___ STORED ROWS

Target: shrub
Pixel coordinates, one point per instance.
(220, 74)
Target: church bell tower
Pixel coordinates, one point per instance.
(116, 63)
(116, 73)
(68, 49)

______

- EXERCISE PROMPT
Copy the lines above word for word, keeping every line in its original order.

- WORKED SOLUTION
Target: shrub
Pixel coordinates, one point per instance.
(220, 74)
Target: church bell tower
Pixel coordinates, one point per instance.
(116, 63)
(116, 73)
(68, 49)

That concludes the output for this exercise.